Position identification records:
^^^^^^^^

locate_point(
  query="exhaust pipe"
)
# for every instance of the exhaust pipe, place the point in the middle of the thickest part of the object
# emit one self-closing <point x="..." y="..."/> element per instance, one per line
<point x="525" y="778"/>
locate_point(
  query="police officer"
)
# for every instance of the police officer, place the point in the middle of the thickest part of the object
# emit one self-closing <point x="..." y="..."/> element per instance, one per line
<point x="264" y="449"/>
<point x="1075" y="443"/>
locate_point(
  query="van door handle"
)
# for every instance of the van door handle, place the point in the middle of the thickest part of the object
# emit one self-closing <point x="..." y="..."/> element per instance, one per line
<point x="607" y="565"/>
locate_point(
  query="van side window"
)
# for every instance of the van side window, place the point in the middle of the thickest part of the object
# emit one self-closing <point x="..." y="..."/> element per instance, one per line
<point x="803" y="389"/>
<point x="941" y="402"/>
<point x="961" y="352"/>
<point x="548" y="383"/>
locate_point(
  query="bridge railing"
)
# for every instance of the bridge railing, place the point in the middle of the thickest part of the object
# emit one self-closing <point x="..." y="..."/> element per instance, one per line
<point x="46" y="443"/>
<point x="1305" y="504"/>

^^^^^^^^

Collect every line above that contains the string "place", and copy each one in full.

CORRECT RESULT:
# for every instance of the exhaust pipe, place the point in the middle of the thickest part of the object
# for every instance of the police officer, place the point in the middle of the thickest part of the object
# for every instance of the van door handle, place the point in the middle of the thickest part of the object
# for every instance of the van side window, place the point in the middle of the thickest part of the object
# for every instance of the bridge railing, place the point in the middle of the thickest part of the object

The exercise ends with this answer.